* The task *
Change every "pointer" in the rows below to "locator", keeping all else as it is, and leave the pictures out of your copy.

* Stored records *
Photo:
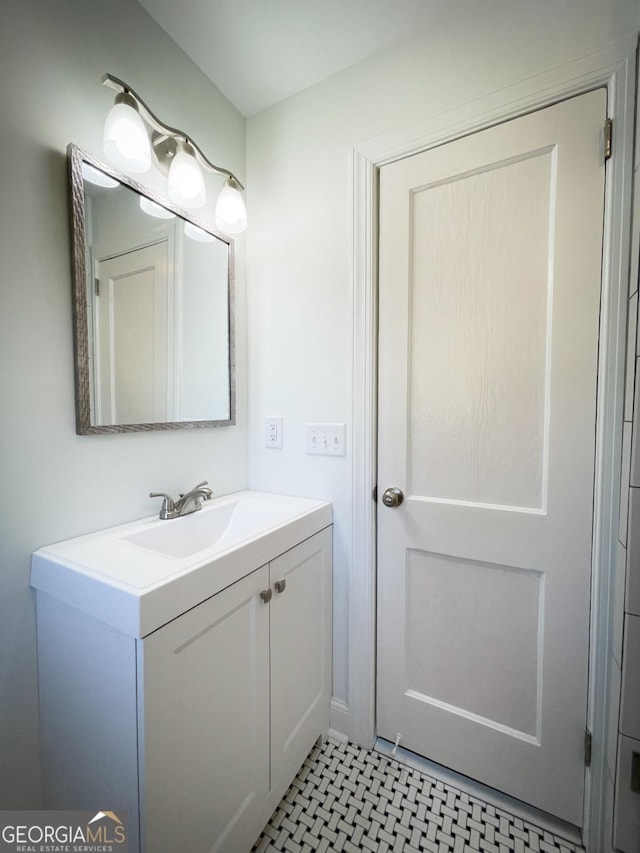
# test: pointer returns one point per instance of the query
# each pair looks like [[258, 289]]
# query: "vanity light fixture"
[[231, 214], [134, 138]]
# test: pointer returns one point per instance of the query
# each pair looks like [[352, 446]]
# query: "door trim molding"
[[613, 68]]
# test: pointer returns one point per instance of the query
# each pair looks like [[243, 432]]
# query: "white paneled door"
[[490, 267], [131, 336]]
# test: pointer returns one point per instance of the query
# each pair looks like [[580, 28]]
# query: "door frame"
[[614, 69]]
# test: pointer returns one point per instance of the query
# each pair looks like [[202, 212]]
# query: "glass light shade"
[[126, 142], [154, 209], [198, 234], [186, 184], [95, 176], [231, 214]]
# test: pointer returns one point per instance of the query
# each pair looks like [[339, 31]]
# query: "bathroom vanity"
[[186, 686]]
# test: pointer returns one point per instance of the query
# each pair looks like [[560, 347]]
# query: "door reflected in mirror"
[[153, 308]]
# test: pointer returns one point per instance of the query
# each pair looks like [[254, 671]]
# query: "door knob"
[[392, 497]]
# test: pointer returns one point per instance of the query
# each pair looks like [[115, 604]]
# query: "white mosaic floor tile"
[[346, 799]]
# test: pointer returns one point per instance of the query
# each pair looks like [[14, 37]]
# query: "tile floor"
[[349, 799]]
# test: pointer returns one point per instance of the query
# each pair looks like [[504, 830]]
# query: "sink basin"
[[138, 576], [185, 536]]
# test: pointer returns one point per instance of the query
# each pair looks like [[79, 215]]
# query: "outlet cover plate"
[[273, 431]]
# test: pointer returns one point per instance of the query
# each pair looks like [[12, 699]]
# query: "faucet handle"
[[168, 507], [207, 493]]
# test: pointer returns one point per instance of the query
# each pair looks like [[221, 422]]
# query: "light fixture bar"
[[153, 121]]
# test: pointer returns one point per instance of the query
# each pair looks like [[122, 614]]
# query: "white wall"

* Solution to this exercise *
Photo:
# test: locator returns one point per instance of the query
# each pair looks like [[258, 289]]
# query: "vanity light fixture"
[[231, 214], [134, 138]]
# test: locator returns one point per instance of the query
# each pair looks like [[352, 446]]
# query: "door trim molding"
[[613, 68]]
# test: locator returns one point per instance of the query
# each pair looks like [[243, 432]]
# query: "white paneled door"
[[490, 267], [131, 336]]
# test: locator returns one point per instance of the query
# each pair looks like [[580, 28]]
# query: "door frame"
[[614, 69]]
# test: locator returns one point per instance of the query
# each pair looks like [[202, 212]]
# query: "glass light shade"
[[126, 142], [154, 209], [198, 234], [186, 184], [95, 176], [231, 214]]
# test: locator returns one point per instance of the query
# each pair looks like [[339, 31]]
# query: "bathroom vanity"
[[186, 686]]
# test: locator returns one point per instance of the query
# each pair looks like [[560, 347]]
# query: "door reflected in mirror"
[[153, 308]]
# test: locator returns one point per instance of the query
# each pair looks like [[254, 671]]
# query: "door knob"
[[392, 497]]
# test: locator returns one point per instance of the query
# each pair looks like [[115, 604]]
# query: "white mosaic floor tile"
[[346, 799]]
# test: locator returns one point per instance of the query
# each pair looks like [[14, 37]]
# query: "tile floor"
[[349, 799]]
# test: locator returns one point per instance of the query
# each pair looks like [[504, 830]]
# query: "sink basin"
[[138, 576], [185, 536]]
# test: locator returns one point per instance of the query
# each pair looks like [[79, 215]]
# query: "outlet cover plate"
[[273, 431]]
# test: locator returns one point per instance of the query
# each pair looks like [[12, 699]]
# query: "faucet handle"
[[168, 507], [207, 493]]
# test: locator returns one point per instance of the query
# each pair looks like [[221, 422]]
# query: "light fixture bar"
[[153, 121]]
# test: locator returns one point per instance of the query
# each pair looks like [[122, 614]]
# query: "white wall"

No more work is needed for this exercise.